-- begin DOCUMENT PASSAGE --

AVR noted that the AVRN network is dependent upon national advertising. It suggested that the network's national advertising revenues would be enhanced by having an affiliate station in Edmonton, which is a desirable market for national advertisers. The applicant further stated that the projected increase in the network's national advertising revenue would defray the costs of operating the Edmonton station. AVR did not propose to solicit local Edmonton advertising initially. It stated that it would request prior approval from the Commission to solicit local advertising if its plans change.
 

Advisory Circle

17.

AVR's main advisory board, the Aboriginal Voices Advisory Circle, is made up of people from across Canada in different professions. This advisory board would promote and publicize the radio station's programming, gather material for AVRN and recruit members for a smaller group to be known as the Edmonton Media Advisory Circle. The smaller group would communicate the particular needs and interests of the local Aboriginal community to the network, and provide feedback and advice to the network on the programming needs of the Edmonton audience.

-- end DOCUMENT PASSAGE --
-- begin RECORDS PROVIDED --

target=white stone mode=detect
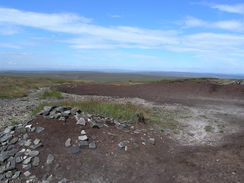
[80,130,86,135]
[78,135,88,140]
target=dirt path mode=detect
[0,84,244,183]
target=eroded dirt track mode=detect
[32,117,244,183]
[52,82,244,183]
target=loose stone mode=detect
[36,126,45,133]
[148,138,155,145]
[67,147,80,154]
[78,135,88,140]
[76,117,86,126]
[32,157,40,167]
[29,151,39,157]
[12,171,20,179]
[47,154,54,165]
[80,130,86,135]
[33,139,41,145]
[64,138,71,147]
[89,142,97,149]
[79,141,89,147]
[23,157,32,165]
[5,171,13,178]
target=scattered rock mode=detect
[36,126,44,133]
[76,117,86,126]
[78,135,88,141]
[147,138,155,145]
[58,178,68,183]
[79,141,89,147]
[28,151,39,157]
[12,171,21,179]
[33,139,41,145]
[32,157,40,167]
[64,138,71,147]
[80,130,86,135]
[47,154,54,165]
[89,142,97,149]
[67,147,80,154]
[23,157,32,165]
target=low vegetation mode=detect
[0,76,71,98]
[150,109,182,134]
[32,101,150,122]
[204,125,214,132]
[39,90,63,99]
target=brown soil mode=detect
[27,117,244,183]
[23,82,244,183]
[57,82,244,105]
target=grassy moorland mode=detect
[32,101,151,122]
[0,76,71,98]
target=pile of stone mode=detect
[0,124,44,182]
[39,106,134,129]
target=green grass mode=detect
[150,109,183,134]
[39,90,63,99]
[0,76,71,98]
[218,124,225,133]
[32,101,150,122]
[31,103,50,117]
[204,125,214,132]
[10,120,19,126]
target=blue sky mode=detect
[0,0,244,74]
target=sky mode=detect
[0,0,244,74]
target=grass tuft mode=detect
[39,90,63,99]
[32,101,150,122]
[204,125,214,132]
[10,120,19,126]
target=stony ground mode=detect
[0,82,244,183]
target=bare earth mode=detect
[0,82,244,183]
[53,82,244,183]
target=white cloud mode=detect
[110,14,122,18]
[184,17,244,32]
[211,3,244,14]
[0,42,22,49]
[0,8,244,66]
[0,8,177,48]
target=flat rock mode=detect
[47,154,54,165]
[67,147,80,154]
[24,171,31,177]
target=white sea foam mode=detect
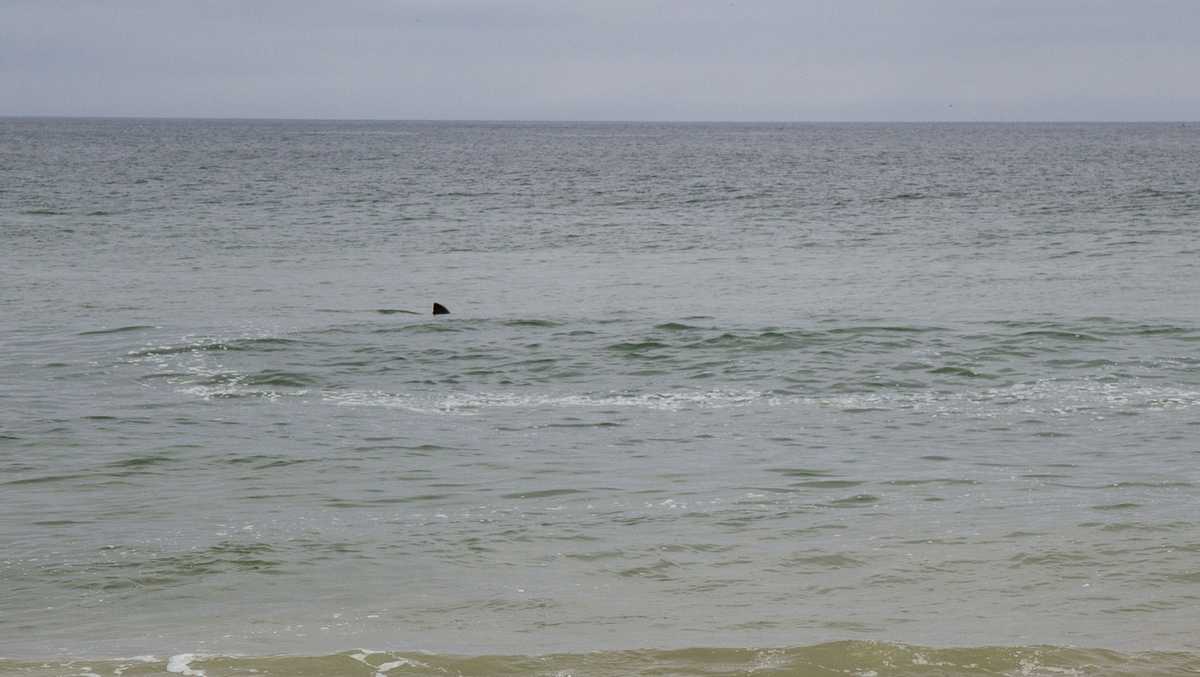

-- end RECORDS PROVIDED --

=== GIVEN TASK ===
Extend the passage on AVR's proposed Edmonton radio station, starting after its last sentence.

=== THE RESPONSE ===
 

Employment equity

18.

AVR stated that it is essentially a gender-balanced organization with an Aboriginal component and, if licensed to operate in Edmonton, it would have every intention of including persons with disabilities in its staff. The applicant added that, while the staff of the proposed station would be predominantly Aboriginal and there would be requirements for knowledge of Aboriginal issues for some positions, qualified non-Aboriginal candidates would certainly be considered for employment. It further indicated that it has drafted an employment equity policy that recognizes women, Aboriginal peoples, persons with a disability and visible minorities.
 

The Commission's analysis and determination

19.

As set out inPublic Notice 2004-23, the Commission is satisfied that AVR's proposal will not have a significant negative financial impact on any existing local Edmonton radio station, and that the entry of AVR into the Edmonton market will not change the competitive balance of that market.

20.

The Commission considers that the business plan presented by AVR is satisfactory.

21.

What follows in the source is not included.